The request:
Everything from the line containing "such as [297,21]." through the last line of the records below should be printed exactly, please, and nothing else.

[Position annotation records]
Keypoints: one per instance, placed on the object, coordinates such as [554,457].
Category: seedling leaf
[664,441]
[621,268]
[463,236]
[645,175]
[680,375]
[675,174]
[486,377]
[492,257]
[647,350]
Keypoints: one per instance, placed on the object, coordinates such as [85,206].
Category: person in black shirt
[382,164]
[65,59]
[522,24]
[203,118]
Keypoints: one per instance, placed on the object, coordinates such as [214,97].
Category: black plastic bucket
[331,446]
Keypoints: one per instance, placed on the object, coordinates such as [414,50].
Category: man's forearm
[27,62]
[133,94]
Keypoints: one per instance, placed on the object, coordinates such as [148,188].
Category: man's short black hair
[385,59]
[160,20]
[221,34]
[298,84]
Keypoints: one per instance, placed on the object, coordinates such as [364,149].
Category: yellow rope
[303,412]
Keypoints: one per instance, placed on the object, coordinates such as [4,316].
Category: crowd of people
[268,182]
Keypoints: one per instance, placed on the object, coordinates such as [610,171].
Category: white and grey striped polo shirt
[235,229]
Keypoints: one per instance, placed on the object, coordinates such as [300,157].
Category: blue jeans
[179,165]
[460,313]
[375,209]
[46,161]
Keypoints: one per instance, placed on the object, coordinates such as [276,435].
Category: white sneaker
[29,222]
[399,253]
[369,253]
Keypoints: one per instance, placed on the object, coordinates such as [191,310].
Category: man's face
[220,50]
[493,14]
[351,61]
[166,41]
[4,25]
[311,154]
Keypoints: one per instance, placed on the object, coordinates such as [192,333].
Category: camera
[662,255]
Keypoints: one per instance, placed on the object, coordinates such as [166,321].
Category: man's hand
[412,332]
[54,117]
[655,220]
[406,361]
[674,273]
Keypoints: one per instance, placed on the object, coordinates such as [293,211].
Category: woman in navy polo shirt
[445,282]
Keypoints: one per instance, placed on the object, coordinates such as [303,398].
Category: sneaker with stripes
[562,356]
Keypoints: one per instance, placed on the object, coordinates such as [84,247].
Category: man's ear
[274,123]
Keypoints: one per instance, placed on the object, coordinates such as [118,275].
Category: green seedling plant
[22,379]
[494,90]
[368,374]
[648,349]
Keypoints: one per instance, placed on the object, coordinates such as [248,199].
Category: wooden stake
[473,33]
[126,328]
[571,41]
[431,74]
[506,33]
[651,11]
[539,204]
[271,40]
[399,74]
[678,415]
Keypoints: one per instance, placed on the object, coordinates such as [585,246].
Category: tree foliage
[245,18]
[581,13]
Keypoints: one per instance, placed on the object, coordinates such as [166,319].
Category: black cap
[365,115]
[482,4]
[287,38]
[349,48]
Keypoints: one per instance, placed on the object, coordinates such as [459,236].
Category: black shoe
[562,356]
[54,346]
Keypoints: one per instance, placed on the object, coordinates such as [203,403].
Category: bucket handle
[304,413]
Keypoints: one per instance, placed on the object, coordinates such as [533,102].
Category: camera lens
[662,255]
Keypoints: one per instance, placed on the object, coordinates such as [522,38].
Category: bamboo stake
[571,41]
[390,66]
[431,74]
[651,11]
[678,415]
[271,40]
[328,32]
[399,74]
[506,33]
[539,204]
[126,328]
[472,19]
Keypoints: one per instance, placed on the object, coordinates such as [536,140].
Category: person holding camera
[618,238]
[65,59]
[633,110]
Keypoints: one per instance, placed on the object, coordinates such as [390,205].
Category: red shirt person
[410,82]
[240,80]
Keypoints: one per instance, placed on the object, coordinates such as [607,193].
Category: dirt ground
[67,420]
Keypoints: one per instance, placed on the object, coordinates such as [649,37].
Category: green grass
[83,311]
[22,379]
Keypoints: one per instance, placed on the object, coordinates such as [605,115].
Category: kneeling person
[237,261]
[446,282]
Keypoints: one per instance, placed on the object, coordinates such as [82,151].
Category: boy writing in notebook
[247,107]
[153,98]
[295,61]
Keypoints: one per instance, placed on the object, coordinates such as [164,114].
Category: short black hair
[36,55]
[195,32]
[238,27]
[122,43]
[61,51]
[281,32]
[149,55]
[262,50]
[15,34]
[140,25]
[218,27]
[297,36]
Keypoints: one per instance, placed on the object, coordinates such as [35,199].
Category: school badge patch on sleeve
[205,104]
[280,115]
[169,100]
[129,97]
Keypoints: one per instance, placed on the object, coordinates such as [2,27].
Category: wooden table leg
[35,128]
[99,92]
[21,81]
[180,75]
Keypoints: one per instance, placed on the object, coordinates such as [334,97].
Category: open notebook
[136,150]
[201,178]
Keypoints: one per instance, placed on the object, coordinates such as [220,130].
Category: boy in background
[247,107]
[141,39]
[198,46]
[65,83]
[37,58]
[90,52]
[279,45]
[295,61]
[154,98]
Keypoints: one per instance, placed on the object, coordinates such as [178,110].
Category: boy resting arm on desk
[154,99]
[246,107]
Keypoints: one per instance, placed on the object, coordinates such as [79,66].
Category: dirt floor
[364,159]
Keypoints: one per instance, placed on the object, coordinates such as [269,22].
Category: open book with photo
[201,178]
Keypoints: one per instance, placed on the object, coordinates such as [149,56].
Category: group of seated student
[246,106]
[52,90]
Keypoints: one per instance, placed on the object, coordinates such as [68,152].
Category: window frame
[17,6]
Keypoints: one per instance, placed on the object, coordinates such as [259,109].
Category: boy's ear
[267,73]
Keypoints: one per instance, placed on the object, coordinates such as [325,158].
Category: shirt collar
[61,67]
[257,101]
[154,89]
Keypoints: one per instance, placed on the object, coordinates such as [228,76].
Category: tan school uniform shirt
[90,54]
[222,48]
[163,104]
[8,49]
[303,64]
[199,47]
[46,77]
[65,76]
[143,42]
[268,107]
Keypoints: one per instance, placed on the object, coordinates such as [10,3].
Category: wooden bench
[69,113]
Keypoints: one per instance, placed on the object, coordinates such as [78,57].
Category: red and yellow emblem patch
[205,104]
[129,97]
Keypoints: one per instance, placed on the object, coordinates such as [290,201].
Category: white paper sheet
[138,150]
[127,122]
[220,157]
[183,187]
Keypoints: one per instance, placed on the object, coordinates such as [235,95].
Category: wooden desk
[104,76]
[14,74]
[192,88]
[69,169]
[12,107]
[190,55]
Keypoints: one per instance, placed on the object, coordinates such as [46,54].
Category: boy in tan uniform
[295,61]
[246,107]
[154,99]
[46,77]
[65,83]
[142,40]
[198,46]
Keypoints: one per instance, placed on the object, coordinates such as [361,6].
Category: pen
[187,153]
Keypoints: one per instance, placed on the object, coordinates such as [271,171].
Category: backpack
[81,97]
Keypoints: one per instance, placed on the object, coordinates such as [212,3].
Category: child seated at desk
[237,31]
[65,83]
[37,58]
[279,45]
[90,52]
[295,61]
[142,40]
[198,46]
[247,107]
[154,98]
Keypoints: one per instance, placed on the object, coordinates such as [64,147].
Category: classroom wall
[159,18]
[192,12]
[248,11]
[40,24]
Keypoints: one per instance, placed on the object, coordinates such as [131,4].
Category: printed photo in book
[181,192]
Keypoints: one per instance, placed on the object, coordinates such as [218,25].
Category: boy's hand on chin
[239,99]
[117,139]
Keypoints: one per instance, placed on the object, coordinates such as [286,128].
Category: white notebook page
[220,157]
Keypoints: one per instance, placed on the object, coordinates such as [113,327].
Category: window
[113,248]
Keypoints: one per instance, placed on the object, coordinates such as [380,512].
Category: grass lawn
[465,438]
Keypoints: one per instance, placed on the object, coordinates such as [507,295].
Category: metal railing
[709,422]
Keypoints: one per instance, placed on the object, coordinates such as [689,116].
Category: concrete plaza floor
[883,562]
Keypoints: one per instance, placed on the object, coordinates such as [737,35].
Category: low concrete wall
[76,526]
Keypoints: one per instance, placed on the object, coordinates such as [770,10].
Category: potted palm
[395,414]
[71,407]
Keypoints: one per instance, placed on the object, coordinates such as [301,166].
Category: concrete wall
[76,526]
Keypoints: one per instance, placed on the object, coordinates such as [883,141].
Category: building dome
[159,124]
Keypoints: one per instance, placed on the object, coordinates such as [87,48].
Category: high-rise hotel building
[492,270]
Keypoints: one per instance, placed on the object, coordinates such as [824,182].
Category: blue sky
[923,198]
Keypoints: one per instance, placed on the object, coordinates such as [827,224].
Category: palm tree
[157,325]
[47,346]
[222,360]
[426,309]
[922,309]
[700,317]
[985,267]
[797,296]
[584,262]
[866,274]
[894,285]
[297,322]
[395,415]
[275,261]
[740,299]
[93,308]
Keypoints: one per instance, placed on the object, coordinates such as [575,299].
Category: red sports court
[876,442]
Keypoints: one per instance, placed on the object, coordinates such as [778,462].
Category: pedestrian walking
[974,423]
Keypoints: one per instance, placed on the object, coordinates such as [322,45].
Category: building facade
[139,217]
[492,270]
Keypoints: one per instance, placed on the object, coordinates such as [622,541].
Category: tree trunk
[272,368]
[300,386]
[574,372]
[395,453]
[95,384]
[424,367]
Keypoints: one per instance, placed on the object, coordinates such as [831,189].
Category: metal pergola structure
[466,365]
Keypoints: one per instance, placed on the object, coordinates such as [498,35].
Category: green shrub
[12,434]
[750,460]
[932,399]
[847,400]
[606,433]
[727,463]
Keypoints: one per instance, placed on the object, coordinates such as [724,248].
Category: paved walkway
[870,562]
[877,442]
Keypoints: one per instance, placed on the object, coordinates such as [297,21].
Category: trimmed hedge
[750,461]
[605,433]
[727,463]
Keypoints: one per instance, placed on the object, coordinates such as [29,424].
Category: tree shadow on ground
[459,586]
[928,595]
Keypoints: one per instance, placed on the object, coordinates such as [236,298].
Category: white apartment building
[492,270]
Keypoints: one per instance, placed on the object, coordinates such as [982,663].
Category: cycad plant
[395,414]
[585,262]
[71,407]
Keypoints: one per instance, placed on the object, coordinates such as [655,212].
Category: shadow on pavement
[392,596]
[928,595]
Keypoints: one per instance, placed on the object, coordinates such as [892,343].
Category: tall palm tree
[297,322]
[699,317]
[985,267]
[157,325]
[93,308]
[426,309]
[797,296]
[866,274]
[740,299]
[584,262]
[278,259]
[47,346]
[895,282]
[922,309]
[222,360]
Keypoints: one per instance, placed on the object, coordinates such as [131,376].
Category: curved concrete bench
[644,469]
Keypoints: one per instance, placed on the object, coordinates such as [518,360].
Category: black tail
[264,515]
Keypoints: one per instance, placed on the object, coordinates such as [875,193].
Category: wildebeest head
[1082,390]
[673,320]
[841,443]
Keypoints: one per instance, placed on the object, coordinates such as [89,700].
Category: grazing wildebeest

Solution to this task:
Keypoints: one per instance, placed on the object, coordinates such as [297,21].
Category: trimmed hedge
[750,461]
[605,433]
[727,463]
Keypoints: one per instance, placed on the object, coordinates such as [29,424].
Category: tree shadow on ground
[459,586]
[928,595]
Keypoints: one per instance, placed on the object, coordinates such as [236,298].
Category: white apartment building
[492,270]
Keypoints: one per instance, placed on the object, coordinates such as [982,663].
Category: cycad plant
[395,414]
[585,262]
[71,407]
Keypoints: one per instance, placed on the object, coordinates such as [655,212].
Category: shadow on pavement
[392,596]
[928,595]
Keypoints: one per instance, placed on the object, coordinates such as [892,343].
Category: tall palm tree
[297,322]
[699,317]
[985,267]
[157,325]
[93,308]
[426,309]
[797,296]
[866,274]
[740,299]
[584,262]
[278,259]
[47,346]
[895,282]
[922,309]
[222,360]
Keypoints: one per instance, placed on the object, coordinates such as [131,376].
Category: curved concrete bench
[644,469]
Keypoints: one per instance, placed on the object, coordinates such as [518,360].
Category: black tail
[264,515]
Keypoints: one per instance, placed on the object, coordinates such as [875,193].
Category: wildebeest head
[1082,390]
[673,320]
[841,443]
Keypoints: one per instance, placed on the object, coordinates such as [89,700].
Category: grazing wildebeest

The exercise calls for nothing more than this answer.